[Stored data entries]
════════

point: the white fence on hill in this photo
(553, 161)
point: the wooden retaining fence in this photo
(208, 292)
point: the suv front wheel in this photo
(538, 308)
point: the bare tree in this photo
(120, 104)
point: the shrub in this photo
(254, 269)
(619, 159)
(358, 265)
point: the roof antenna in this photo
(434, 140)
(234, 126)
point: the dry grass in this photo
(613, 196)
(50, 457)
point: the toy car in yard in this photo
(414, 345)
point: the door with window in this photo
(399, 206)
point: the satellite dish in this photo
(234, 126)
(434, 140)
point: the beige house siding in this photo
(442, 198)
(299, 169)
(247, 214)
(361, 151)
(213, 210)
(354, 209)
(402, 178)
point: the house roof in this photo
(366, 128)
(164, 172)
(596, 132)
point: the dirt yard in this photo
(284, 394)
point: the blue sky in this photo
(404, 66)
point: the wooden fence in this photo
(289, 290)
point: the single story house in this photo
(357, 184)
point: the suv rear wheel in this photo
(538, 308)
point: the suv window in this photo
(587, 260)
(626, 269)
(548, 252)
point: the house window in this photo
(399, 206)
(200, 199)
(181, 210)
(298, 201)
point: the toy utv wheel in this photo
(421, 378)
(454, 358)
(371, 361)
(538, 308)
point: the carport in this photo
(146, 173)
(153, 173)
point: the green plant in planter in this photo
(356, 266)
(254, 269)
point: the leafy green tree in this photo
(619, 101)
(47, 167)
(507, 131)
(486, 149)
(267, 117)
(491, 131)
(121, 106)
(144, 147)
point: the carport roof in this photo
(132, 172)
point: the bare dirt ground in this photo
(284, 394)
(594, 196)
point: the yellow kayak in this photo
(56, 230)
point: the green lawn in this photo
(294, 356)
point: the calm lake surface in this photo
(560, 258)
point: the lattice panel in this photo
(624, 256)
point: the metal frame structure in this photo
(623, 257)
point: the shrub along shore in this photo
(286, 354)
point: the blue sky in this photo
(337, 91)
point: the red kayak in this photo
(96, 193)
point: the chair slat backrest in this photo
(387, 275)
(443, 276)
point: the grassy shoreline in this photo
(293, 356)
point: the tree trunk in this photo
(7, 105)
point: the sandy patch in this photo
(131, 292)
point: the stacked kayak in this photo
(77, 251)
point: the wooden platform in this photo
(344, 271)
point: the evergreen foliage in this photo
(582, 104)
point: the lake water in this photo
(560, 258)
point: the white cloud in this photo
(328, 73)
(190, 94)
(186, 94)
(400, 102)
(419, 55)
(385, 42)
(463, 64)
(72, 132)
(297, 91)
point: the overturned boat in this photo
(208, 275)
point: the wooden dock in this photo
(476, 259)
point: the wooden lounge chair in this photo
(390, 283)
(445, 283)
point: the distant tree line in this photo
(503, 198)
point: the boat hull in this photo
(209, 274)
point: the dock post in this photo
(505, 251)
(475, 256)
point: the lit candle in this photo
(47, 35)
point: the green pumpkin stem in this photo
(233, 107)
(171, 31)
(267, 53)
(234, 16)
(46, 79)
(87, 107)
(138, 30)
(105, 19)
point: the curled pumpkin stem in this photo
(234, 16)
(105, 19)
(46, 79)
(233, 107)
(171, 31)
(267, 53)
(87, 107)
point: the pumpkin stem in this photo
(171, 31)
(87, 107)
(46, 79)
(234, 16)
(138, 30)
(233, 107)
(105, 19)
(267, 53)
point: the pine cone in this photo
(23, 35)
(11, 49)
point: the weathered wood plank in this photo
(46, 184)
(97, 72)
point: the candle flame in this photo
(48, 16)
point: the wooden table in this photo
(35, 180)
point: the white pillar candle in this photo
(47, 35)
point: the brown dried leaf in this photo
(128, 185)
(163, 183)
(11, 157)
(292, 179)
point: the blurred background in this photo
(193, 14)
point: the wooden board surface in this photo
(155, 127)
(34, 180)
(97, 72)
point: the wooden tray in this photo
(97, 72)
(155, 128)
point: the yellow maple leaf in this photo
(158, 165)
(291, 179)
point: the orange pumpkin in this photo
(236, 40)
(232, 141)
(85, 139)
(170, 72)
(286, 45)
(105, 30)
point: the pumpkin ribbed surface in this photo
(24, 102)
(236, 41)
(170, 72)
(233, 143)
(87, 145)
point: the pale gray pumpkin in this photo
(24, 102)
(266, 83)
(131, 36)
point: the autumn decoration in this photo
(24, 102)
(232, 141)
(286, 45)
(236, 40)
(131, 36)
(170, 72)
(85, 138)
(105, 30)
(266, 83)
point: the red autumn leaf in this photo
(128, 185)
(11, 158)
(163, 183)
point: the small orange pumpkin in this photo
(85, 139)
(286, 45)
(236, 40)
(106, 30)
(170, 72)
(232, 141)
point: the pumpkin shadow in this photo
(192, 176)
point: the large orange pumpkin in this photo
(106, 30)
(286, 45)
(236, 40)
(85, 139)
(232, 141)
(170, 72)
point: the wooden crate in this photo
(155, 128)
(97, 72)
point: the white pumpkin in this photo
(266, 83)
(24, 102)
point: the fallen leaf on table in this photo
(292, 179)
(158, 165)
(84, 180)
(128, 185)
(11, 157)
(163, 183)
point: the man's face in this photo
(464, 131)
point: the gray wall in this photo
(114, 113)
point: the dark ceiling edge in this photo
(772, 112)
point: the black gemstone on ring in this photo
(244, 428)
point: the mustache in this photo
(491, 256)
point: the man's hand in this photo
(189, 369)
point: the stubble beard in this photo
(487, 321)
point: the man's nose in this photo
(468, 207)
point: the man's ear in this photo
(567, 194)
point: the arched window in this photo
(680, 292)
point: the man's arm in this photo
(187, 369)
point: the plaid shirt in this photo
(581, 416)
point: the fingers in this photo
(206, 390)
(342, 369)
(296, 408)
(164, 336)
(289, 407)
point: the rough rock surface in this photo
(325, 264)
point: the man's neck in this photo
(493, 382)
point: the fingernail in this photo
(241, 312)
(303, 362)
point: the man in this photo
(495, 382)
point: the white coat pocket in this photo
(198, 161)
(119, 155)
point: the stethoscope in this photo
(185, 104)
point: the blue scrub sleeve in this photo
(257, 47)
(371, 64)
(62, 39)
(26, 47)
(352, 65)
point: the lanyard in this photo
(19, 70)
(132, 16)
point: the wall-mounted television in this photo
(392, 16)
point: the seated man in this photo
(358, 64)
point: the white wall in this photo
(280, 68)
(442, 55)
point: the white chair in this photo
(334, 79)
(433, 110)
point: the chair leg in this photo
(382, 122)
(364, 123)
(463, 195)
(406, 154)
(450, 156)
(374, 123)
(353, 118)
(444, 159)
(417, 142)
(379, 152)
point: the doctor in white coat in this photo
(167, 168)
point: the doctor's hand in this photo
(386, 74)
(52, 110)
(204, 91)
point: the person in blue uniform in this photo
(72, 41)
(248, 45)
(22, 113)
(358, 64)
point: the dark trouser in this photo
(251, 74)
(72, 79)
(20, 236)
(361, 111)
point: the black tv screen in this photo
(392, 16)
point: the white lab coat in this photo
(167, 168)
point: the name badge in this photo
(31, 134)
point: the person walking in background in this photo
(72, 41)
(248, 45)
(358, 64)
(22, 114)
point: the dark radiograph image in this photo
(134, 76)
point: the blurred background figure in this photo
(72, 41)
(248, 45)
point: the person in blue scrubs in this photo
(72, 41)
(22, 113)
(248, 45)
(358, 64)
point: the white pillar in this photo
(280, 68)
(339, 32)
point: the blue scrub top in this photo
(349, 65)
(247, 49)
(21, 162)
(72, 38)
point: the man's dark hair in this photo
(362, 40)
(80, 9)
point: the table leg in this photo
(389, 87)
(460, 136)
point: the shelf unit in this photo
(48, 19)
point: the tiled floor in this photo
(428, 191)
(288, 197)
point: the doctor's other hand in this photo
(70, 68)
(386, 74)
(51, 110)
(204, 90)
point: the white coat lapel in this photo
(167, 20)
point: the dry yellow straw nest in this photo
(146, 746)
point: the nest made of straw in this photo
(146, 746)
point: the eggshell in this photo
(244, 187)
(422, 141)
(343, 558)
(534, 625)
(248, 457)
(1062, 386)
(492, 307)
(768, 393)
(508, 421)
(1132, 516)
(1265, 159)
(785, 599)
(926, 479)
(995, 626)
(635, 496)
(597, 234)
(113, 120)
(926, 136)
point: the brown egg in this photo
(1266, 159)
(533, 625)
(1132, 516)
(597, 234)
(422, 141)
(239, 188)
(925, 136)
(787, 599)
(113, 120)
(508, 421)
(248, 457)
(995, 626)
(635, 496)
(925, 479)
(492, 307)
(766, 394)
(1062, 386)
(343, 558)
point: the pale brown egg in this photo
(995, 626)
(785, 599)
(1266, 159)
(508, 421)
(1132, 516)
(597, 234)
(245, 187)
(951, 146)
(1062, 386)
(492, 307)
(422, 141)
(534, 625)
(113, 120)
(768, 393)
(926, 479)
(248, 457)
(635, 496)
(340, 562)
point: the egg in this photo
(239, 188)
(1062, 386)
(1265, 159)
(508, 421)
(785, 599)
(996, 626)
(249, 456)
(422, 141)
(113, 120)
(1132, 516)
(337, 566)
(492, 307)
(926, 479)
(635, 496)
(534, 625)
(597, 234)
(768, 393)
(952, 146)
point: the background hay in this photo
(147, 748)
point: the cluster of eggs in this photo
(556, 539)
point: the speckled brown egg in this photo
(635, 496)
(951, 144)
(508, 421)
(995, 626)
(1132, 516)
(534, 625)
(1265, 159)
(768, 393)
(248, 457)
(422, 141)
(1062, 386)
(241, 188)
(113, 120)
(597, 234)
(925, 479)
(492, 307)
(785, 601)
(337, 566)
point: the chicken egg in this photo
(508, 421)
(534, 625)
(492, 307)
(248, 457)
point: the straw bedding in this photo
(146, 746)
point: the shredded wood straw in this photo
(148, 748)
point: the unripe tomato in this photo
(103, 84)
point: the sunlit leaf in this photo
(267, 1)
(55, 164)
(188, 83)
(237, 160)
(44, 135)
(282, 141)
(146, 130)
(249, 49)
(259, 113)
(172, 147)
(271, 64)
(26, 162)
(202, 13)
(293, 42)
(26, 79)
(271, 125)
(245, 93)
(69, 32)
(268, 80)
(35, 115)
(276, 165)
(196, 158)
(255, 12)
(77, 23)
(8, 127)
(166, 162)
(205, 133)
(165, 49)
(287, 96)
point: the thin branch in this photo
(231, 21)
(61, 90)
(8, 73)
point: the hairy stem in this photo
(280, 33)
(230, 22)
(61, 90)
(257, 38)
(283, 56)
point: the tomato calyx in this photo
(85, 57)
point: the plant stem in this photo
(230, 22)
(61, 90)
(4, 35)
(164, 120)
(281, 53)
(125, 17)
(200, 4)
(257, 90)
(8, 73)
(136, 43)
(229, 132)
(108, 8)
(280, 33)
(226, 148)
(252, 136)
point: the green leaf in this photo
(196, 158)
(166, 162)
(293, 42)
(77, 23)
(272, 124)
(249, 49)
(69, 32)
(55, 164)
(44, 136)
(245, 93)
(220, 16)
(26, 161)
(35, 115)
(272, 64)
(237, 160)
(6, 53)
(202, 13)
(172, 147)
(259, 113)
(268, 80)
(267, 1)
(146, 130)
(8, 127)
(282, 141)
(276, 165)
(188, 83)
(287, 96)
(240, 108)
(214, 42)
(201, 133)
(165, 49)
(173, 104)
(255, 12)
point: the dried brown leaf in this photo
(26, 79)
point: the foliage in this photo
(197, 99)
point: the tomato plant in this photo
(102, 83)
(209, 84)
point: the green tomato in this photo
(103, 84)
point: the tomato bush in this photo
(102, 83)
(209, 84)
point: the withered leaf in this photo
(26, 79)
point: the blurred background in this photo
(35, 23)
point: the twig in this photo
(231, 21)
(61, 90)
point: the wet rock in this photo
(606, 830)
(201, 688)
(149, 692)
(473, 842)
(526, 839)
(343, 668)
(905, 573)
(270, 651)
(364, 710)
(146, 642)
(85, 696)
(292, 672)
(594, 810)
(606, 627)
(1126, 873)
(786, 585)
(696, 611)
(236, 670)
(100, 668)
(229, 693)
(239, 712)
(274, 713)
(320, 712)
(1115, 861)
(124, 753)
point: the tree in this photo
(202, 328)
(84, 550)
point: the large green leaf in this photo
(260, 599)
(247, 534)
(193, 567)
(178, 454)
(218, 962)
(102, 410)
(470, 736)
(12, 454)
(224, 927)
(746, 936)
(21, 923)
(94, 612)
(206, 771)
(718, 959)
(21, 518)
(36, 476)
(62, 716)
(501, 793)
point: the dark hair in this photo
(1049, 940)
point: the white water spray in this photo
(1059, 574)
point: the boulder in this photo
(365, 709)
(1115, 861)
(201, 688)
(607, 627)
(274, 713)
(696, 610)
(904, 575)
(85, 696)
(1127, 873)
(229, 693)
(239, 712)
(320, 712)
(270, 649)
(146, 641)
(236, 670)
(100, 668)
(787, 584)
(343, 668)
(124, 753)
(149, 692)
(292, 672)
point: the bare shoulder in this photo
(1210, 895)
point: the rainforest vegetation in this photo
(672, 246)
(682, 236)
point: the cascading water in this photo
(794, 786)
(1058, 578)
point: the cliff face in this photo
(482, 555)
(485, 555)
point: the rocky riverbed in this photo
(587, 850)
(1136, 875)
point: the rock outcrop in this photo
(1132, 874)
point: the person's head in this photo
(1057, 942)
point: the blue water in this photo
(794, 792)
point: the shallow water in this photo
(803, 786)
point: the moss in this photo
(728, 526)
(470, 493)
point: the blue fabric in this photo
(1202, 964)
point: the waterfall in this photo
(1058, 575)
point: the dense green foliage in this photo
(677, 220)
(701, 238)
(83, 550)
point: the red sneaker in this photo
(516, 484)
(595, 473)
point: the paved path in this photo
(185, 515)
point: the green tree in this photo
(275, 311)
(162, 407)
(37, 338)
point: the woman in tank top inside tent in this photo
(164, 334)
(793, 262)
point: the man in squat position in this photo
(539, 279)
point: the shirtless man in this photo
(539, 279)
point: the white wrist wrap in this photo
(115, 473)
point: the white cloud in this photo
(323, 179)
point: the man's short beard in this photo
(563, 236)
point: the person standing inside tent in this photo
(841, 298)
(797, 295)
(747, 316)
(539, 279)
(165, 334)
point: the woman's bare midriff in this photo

════════

Task to carry out: Would you copy out exactly the lines from the one holding "point: the man in squat" through the end of the entries above, both ends included?

Response:
point: the man in squat position in this photo
(539, 279)
point: the shirtless man in this photo
(539, 279)
point: the white wrist wrap in this photo
(115, 473)
point: the white cloud in this photo
(323, 179)
point: the man's short beard in this photo
(563, 236)
point: the person standing inside tent in this photo
(841, 298)
(797, 295)
(747, 316)
(539, 279)
(165, 334)
point: the woman's bare midriff in this photo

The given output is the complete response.